[Rows from a dataset]
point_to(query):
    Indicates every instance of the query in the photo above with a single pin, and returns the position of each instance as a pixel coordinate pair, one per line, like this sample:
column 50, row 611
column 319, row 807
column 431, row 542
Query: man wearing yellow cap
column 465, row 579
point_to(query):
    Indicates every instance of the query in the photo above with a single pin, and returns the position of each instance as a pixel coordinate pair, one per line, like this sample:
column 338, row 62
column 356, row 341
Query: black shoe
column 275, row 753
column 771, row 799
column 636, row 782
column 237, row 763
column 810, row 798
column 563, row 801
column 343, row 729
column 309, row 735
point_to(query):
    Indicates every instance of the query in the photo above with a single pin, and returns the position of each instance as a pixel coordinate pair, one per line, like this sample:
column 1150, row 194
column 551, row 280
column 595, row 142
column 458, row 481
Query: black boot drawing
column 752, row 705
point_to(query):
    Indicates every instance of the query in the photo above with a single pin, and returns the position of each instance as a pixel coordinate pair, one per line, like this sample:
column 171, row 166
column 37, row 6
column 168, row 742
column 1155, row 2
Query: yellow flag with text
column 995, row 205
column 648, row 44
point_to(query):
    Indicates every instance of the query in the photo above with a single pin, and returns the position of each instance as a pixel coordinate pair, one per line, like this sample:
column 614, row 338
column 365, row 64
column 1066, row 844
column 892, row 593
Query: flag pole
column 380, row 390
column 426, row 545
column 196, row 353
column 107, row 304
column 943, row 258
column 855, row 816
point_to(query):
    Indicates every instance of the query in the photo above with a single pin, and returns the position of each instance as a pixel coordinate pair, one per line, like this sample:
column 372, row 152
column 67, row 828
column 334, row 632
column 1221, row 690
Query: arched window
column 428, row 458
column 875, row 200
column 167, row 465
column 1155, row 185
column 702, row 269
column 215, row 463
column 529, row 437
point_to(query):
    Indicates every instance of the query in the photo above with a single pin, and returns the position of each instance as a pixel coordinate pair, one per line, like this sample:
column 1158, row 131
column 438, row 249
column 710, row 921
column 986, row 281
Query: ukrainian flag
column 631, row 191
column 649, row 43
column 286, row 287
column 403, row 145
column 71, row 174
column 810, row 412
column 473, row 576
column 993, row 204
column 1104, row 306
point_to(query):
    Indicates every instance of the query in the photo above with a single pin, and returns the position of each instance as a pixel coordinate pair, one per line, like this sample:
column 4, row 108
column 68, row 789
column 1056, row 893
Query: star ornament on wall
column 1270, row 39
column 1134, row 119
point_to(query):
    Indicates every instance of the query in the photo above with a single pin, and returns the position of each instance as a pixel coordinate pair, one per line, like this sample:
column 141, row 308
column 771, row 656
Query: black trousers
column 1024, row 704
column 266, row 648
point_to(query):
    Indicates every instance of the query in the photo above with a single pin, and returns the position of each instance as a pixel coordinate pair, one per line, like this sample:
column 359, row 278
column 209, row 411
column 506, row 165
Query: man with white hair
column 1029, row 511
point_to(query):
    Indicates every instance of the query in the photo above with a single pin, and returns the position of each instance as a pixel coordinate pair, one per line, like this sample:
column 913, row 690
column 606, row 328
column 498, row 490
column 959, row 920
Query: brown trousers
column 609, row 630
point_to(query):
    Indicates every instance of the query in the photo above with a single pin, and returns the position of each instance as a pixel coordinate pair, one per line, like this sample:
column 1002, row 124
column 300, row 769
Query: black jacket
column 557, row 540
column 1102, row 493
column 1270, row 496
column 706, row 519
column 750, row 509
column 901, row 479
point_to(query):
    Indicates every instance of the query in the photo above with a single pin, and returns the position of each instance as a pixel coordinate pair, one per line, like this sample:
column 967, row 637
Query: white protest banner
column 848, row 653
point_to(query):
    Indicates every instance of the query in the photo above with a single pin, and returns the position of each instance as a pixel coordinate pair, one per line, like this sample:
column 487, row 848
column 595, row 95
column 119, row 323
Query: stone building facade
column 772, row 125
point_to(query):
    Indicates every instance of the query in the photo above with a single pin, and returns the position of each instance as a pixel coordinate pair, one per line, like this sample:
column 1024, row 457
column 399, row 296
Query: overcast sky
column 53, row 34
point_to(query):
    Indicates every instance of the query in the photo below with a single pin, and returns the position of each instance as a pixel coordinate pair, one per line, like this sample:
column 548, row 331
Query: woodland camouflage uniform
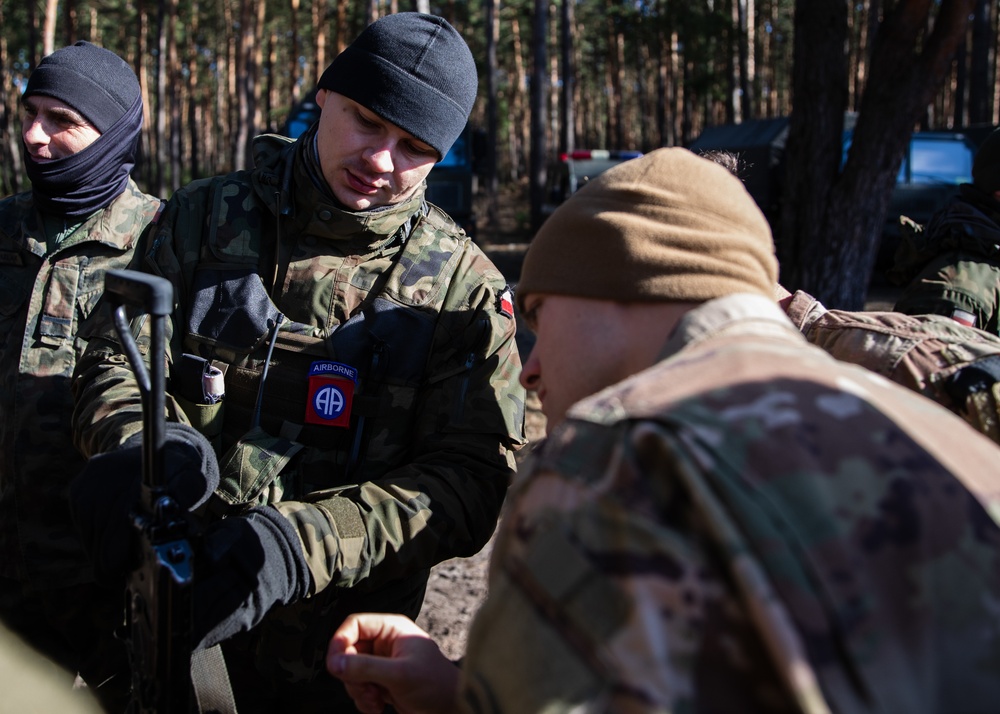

Instructions to follow → Return the whole listing above word for word, omitting the pictures.

Solution to this problem →
point_to(query):
    Indicates every instance of the query in the photo above with a single pin, and returns the position of each instance as a pixel coordinate pair, one per line, like this sample:
column 50, row 611
column 319, row 807
column 431, row 542
Query: man wearing yellow cap
column 465, row 579
point_to(query):
    Indicates every instance of the query in the photo above with a single pin, and returns the position of each instance as a pixel coordinate pair, one per line, like this sample:
column 338, row 62
column 356, row 341
Query: black shoe
column 275, row 753
column 771, row 799
column 636, row 782
column 237, row 763
column 810, row 798
column 563, row 801
column 343, row 729
column 309, row 735
point_to(query):
    Indicates every instance of the query in the photo above with a single pin, and returns the position of each instance as a pixel coordinate pair, one per line, like this sample:
column 1150, row 194
column 551, row 280
column 595, row 142
column 458, row 481
Query: black boot drawing
column 752, row 705
point_to(query):
    Indicates every instance of the query in the photo above with a single pin, and returns the position of each instance as a pixel coordinate pair, one per line, like this sample:
column 171, row 166
column 37, row 6
column 168, row 742
column 1155, row 2
Query: yellow flag with text
column 995, row 205
column 648, row 44
point_to(query):
    Indicates every instance of the query in the photo above with a single pin, and returns the position of each instance as a pixel coordinate pair, one per line, like this sample:
column 614, row 338
column 365, row 64
column 1066, row 844
column 892, row 593
Query: flag pole
column 380, row 390
column 426, row 545
column 196, row 353
column 107, row 304
column 943, row 258
column 855, row 816
point_to(query):
    Indicates every instance of the query in the photo above with a single pin, and returns the position of each instance as a pixel coordinate pair, one per line, like this sample:
column 372, row 152
column 67, row 828
column 334, row 632
column 1221, row 690
Query: arched window
column 428, row 458
column 875, row 200
column 167, row 465
column 1155, row 185
column 702, row 269
column 215, row 463
column 529, row 437
point_to(query):
    Indicates every instance of the query in the photo above with a single pin, and returns the position of each instance as a pixel coordinate pair, one per line, like this sample:
column 1158, row 131
column 438, row 249
column 710, row 921
column 986, row 281
Query: ukrainian flag
column 631, row 191
column 649, row 43
column 286, row 287
column 403, row 145
column 71, row 174
column 810, row 412
column 473, row 576
column 993, row 204
column 1104, row 306
point_to(query):
    Indicates every instance of the query in the photo above with a single pin, and returns the position of each instance as a pixel coordinate pair, one per line, like this sample:
column 4, row 108
column 68, row 789
column 1056, row 893
Query: star ornament on wall
column 1270, row 39
column 1134, row 119
point_to(query):
    Indicates every instance of the query in the photo above with a single pin, and returns the position of each instance as a pixel coordinate pair, one per line, like this sample:
column 141, row 308
column 771, row 656
Query: black trousers
column 1024, row 704
column 266, row 648
point_to(query):
    Indicates every instance of the query in the photo above with a single pin, and returns the position of each instance as a pixel coordinate pair, one per line, like this sample:
column 359, row 278
column 209, row 411
column 506, row 165
Query: man with white hair
column 1029, row 511
point_to(query):
    Indicates every instance of the query in the photo above with a single pin, and returns the position of each instance as a pixel coordinate pair, one per line, like this sample:
column 913, row 690
column 606, row 328
column 498, row 490
column 959, row 920
Query: brown trousers
column 609, row 630
point_to(query):
    Indicates every instance of the query in the photo above with a single pin, and returns the position of each instance as a pixel coordinate pair, one per line, like this sample:
column 1002, row 124
column 300, row 769
Query: black jacket
column 557, row 540
column 1102, row 493
column 1270, row 496
column 706, row 519
column 750, row 509
column 901, row 479
point_to(query):
    Indicates every instance of the query in the photo above with a single pin, and returns the position of each instance as a pixel coordinate pair, one per line, like this sample:
column 967, row 637
Query: white protest banner
column 848, row 653
point_to(query):
    Indicates every instance of the query in the photo above with a single pin, and returns the position of each instance as a pixel coordinate pair, one per line, like this sample:
column 487, row 848
column 595, row 95
column 119, row 323
Query: stone building facade
column 772, row 125
point_to(query):
    Indicates every instance of the query in the photo above with a single pin, and returns the position of each instance as a pixel coordinate pair, one per line, like this sample:
column 1024, row 457
column 399, row 296
Query: overcast sky
column 53, row 34
point_to(query):
    Indicates every instance of the query in the photo below with a single pin, and returns the position of each instance as a pixel coordinate pair, one per line, like this sample:
column 548, row 331
Query: woodland camouflage uniform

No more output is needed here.